> _Document section_
<<<<
Photo: Getty Images

Plastic bags are just the start: The paralysing guilt of supermarket shopping

Today the law against single use plastic bags goes into effect. One less thing to feel guilty about? Well, maybe, writes Pallas Hupé Cotter.

Trips to the grocery store have never been my favourite thing. I’m not someone who flips through cookbooks as a pastime, dreaming of what I can create in the kitchen (I know and envy people who do). I’d much rather sit at my computer and create word concoctions instead.

But increasingly, my reluctance about going to the grocery store is compounded by guilt whenever I do.

Not, as you might expect, guilt about buying pre-prepared, processed foods. Or about stocking up on too much Pinot. I’ve pretty much tackled those bad habits. Now, it’s guilt about the plastics that I just can’t seem to avoid every time I dash in, laden with my reusable bags, for a stock-up.

I have found in-store as well as online sources for some low-waste and zero-waste household basics. But there’s so much more that doesn’t come with those options. Take the plastic wrap required when you buy meat. I literally exhale with relief when I find Bostock chicken because it comes in compostable packaging. But I don’t always want chicken.

Of course, I’m trying to balance my diet with more plant-based food (but you already suspected that, didn’t you). There are, therefore, lots of herbs and vegetables that I really want but aren’t sold loose. And yeah, yeah, yeah, I know what you’re about to suggest – just go somewhere else. Be aware that I no longer live in an urban setting with several choices of food outlets, but in a small-ish rural town. There are options here; I’ve been impressed. But they are still limited. I had a regular subscription to an organic box of veggies (a little shout-out for my friends at Bounty Box) when I lived in Wellington, and now I have a plan for a kitchen garden. But it’s winter, we just built and moved into our new home, outside it still looks like a gravel pit…and my attempts at growing things have all been very mixed.

You hear it, don’t you? All those “reasons” just become justifications and excuses. Sound familiar? Bottom line, I know that I’m guilty of giving in to the lure of convenience. I’d much prefer to spend my time at my computer, writing and working, instead of doing my own sustainable sourcing or micro-farming.

But I am doing my level best to not use or buy so many plastics. I rinse and reuse bags that ingredients come in. Just last week on Twitter, I shared, in a retweet of someone else’s struggle, that I have a special wooden drying rack for my bags. She wanted to see a picture of it because she might 3d print her own version. I decided not to point out that it would be printed out of plastic, because obviously it would be constantly re-used itself. But this right there is the issue! There’s always more you could, or should do.
>>>>
> _Listing_
<<<<
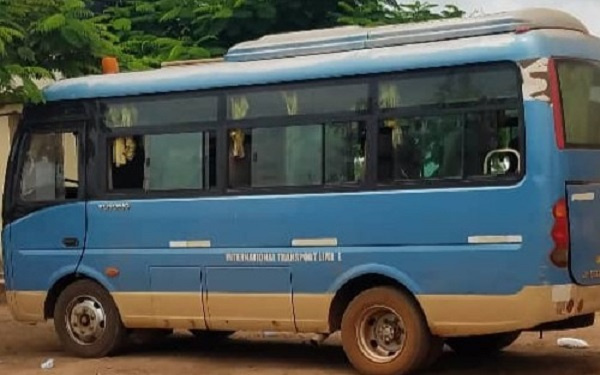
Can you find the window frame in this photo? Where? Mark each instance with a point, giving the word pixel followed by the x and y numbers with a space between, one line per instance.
pixel 20 207
pixel 371 120
pixel 558 60
pixel 105 155
pixel 249 125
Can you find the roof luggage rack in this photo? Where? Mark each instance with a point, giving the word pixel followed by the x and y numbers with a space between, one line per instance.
pixel 350 38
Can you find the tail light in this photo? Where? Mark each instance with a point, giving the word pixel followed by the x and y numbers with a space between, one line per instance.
pixel 560 234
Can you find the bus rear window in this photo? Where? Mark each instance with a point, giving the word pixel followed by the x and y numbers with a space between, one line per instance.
pixel 580 91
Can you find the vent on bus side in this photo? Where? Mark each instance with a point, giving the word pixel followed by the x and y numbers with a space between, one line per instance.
pixel 354 38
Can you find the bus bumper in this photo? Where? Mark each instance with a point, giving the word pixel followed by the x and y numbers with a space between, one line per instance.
pixel 533 308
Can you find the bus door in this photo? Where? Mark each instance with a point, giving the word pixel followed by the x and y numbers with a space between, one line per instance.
pixel 45 213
>>>>
> _Do this_
In the essay on supermarket shopping guilt, which brand of chicken comes in compostable packaging?

> _Answer below_
Bostock chicken.